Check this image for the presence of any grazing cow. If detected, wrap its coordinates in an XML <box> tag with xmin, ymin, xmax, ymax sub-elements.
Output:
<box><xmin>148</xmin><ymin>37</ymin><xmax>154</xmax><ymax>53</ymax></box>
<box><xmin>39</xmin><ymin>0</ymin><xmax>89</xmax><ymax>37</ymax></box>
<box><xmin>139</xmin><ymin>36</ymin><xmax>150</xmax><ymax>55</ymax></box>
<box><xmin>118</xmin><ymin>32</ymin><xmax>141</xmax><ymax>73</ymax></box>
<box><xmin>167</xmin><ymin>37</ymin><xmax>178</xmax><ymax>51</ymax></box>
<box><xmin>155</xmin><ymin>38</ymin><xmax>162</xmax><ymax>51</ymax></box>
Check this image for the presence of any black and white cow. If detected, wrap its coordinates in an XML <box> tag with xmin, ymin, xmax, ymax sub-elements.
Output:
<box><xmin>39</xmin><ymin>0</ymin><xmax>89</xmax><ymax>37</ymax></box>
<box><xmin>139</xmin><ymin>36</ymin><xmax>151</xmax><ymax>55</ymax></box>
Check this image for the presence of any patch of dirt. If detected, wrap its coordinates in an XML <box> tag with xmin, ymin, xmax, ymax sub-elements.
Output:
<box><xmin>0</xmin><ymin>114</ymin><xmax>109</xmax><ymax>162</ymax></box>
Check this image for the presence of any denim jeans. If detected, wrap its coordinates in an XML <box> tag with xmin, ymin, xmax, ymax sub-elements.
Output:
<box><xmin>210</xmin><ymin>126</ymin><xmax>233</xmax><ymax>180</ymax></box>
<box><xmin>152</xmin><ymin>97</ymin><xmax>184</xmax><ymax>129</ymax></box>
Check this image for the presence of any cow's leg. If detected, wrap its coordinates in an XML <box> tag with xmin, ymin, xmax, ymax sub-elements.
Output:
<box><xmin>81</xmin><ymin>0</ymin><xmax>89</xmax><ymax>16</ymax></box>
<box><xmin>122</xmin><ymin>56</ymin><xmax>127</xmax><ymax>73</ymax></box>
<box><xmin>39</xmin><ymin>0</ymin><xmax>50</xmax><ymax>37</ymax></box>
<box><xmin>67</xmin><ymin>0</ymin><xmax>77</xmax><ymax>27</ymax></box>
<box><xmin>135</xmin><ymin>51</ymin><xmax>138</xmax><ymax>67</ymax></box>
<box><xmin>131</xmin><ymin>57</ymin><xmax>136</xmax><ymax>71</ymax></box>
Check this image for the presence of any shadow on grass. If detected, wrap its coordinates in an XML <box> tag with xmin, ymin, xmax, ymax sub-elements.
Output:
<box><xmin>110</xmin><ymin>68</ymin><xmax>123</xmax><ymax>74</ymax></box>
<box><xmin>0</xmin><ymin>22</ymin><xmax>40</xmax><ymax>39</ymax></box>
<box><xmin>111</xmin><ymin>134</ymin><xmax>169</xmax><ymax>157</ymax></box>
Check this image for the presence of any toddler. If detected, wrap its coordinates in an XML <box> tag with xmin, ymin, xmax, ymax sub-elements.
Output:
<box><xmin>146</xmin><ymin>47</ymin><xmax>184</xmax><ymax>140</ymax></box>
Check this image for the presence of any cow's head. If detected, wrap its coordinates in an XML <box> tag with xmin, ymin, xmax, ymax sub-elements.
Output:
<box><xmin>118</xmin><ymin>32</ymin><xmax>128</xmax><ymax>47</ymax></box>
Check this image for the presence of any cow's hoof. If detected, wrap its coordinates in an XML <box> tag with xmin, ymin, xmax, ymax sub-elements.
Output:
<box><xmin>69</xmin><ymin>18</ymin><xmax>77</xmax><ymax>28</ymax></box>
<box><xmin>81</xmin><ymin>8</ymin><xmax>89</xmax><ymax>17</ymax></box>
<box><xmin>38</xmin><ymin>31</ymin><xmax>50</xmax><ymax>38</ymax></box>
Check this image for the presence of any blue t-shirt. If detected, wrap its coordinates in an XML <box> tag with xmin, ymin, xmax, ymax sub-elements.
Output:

SHORT TASK —
Reproduce the entire listing above line for line, without changing a single character.

REPLY TO THE TASK —
Check this image for the presence of any grazing cow. If detected, wrap its coordinates in an XML <box> tag with xmin, ymin, xmax, ymax sub-elements.
Output:
<box><xmin>148</xmin><ymin>37</ymin><xmax>154</xmax><ymax>53</ymax></box>
<box><xmin>39</xmin><ymin>0</ymin><xmax>89</xmax><ymax>37</ymax></box>
<box><xmin>139</xmin><ymin>36</ymin><xmax>150</xmax><ymax>55</ymax></box>
<box><xmin>118</xmin><ymin>32</ymin><xmax>141</xmax><ymax>73</ymax></box>
<box><xmin>167</xmin><ymin>37</ymin><xmax>178</xmax><ymax>51</ymax></box>
<box><xmin>155</xmin><ymin>38</ymin><xmax>162</xmax><ymax>51</ymax></box>
Check this image for the presence of any black and white cow. If detected, wrap its coordinates in an XML <box> tag with xmin, ymin, xmax, ymax sub-elements.
Output:
<box><xmin>39</xmin><ymin>0</ymin><xmax>89</xmax><ymax>37</ymax></box>
<box><xmin>139</xmin><ymin>36</ymin><xmax>151</xmax><ymax>55</ymax></box>
Check this image for the presence of any patch of dirt. If detected, wrap its coordinates in an XML <box> tag with xmin, ymin, xmax, ymax sub-elements.
Output:
<box><xmin>0</xmin><ymin>114</ymin><xmax>109</xmax><ymax>162</ymax></box>
Check this image for the presence of any denim jeans. If detected, wrap its coordinates in an XML <box> tag with xmin, ymin, xmax, ymax sub-elements.
Output:
<box><xmin>210</xmin><ymin>126</ymin><xmax>233</xmax><ymax>180</ymax></box>
<box><xmin>152</xmin><ymin>97</ymin><xmax>184</xmax><ymax>129</ymax></box>
Check this image for the presence of any cow's leg. If detected, wrap its coordinates in an XML <box> tag with xmin, ymin, xmax, ymax sub-elements.
Output:
<box><xmin>81</xmin><ymin>0</ymin><xmax>89</xmax><ymax>16</ymax></box>
<box><xmin>122</xmin><ymin>56</ymin><xmax>127</xmax><ymax>73</ymax></box>
<box><xmin>39</xmin><ymin>0</ymin><xmax>50</xmax><ymax>37</ymax></box>
<box><xmin>67</xmin><ymin>0</ymin><xmax>77</xmax><ymax>27</ymax></box>
<box><xmin>135</xmin><ymin>51</ymin><xmax>138</xmax><ymax>67</ymax></box>
<box><xmin>131</xmin><ymin>57</ymin><xmax>136</xmax><ymax>71</ymax></box>
Check this image for the presence of any shadow on grass. If detected, wrap its coordinates in an XML <box> tag with xmin, ymin, xmax, ymax sub-elements.
Output:
<box><xmin>110</xmin><ymin>68</ymin><xmax>123</xmax><ymax>74</ymax></box>
<box><xmin>0</xmin><ymin>22</ymin><xmax>40</xmax><ymax>39</ymax></box>
<box><xmin>111</xmin><ymin>134</ymin><xmax>169</xmax><ymax>157</ymax></box>
Check this image for the presence of any toddler. If detected, wrap its coordinates in an XML <box> tag with xmin, ymin, xmax, ymax sub-elements.
Output:
<box><xmin>146</xmin><ymin>47</ymin><xmax>184</xmax><ymax>140</ymax></box>
Check this image for the presence of any cow's head. If detected, wrap its coordinates in an XML <box> tag with xmin, ymin, xmax, ymax sub-elements.
Output:
<box><xmin>118</xmin><ymin>32</ymin><xmax>128</xmax><ymax>47</ymax></box>
Check this image for the presence of any cow's hoof. If detected, wrap its coordinates in an XML <box> tag with xmin, ymin, xmax, ymax sub-elements.
Output:
<box><xmin>69</xmin><ymin>18</ymin><xmax>77</xmax><ymax>28</ymax></box>
<box><xmin>81</xmin><ymin>8</ymin><xmax>89</xmax><ymax>17</ymax></box>
<box><xmin>38</xmin><ymin>31</ymin><xmax>50</xmax><ymax>38</ymax></box>
Check this image for the presence of any blue t-shirt. If detected, wrap its coordinates in an XML <box> tag with xmin, ymin, xmax, ymax sub-elements.
Output:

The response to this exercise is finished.